**WHAT YOU NEED TO DO:**
[A] Translate this sentence from the segmentation abstract into Spanish: "Our method achieves Dice scores of 83.12% on Synapse and 92.20% on ACDC."
[B] Please echo the passage of the segmentation abstract that begins at the words "- The Third" and stops after the words "Kunming, Yunnan, China.".

**SOURCE DOCUMENT:**
┌──

Local global feature enhanced transformer with attention pruning for precise medical image segmentation.
Authors
Affiliations (3)
Affiliations (3)
- The Third Affiliated Hospital of Kunming Medical University, Yunnan Cancer Hospital, Peking University Cancer Hospital Yunnan, Kunming, China.
- Chongqing Technology and Business University, School of Artificial Intelligence, 19 Xuefu Avenue, Nan'an District, Chongqing, China.
- The First People's Hospital of Yunnan Province, 157 Jinbi Rd, Xishan District, Kunming, Yunnan, China.
Abstract
While Vision Transformer (ViT)-based methods excel at global modeling for medical image segmentation, optimizing them requires capturing fine-grained local details and mitigating attention redundancy. To address these issues, we propose a hybrid Transformer network, named Local Feature Enhanced AgentTopk UNet (LFEAT-UNet). LFEAT-UNet features three key designs: a Local Feature Enhancement (LFE) module to better represent detailed structure information, a Token Selection and Filtering (TSF) mechanism to dynamically prune background tokens, and a Cascaded Multi-scale Patch Perception (CMSPP) module to improve feature fusion. We conducted extensive experiments on Synapse, Automated Cardiac Diagnosis Challenge (ACDC), and a large-scale private adrenal nodule dataset. Our method achieves Dice scores of 83.12% on Synapse and 92.20% on ACDC. The superior results on the challenging private dataset further validate the model's strong robustness. The proposed LFEAT-UNet provides an effective, sparsity-aware solution for medical image segmentation, excelling in delineating complex clinical targets, and shows significant potential for clinical applications.

└──

**EXERCISE DATA:**
┌──

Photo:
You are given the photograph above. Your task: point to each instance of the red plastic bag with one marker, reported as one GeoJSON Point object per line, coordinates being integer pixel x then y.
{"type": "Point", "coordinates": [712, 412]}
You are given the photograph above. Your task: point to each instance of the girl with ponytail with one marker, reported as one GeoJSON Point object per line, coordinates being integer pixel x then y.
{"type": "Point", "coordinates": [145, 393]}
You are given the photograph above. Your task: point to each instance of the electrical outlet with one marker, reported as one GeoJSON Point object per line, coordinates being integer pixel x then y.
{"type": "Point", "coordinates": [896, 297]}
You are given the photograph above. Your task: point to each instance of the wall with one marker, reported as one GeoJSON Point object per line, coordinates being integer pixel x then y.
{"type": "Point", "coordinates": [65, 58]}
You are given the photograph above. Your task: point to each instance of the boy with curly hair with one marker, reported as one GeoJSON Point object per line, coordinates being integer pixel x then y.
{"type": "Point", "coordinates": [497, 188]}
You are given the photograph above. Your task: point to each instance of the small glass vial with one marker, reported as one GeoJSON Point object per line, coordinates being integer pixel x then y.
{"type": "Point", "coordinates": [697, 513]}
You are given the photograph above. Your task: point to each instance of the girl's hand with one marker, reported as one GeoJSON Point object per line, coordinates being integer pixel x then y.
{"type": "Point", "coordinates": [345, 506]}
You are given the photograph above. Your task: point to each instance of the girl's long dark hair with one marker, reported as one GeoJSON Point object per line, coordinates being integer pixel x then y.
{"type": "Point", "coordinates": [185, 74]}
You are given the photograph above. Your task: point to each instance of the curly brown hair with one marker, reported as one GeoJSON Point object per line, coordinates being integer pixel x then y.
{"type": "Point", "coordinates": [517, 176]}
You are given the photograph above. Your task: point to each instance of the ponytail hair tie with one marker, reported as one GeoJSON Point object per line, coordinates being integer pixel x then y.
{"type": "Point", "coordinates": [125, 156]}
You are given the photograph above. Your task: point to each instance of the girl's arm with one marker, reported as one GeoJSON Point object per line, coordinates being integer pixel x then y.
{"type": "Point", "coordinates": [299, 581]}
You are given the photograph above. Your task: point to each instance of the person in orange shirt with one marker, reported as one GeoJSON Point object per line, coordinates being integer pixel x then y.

└──

**PER-TASK OUTPUTS:**
[A] Nuestro método alcanza puntuaciones Dice del 83,12 % en Synapse y del 92,20 % en ACDC.

[B]
- The Third Affiliated Hospital of Kunming Medical University, Yunnan Cancer Hospital, Peking University Cancer Hospital Yunnan, Kunming, China.
- Chongqing Technology and Business University, School of Artificial Intelligence, 19 Xuefu Avenue, Nan'an District, Chongqing, China.
- The First People's Hospital of Yunnan Province, 157 Jinbi Rd, Xishan District, Kunming, Yunnan, China.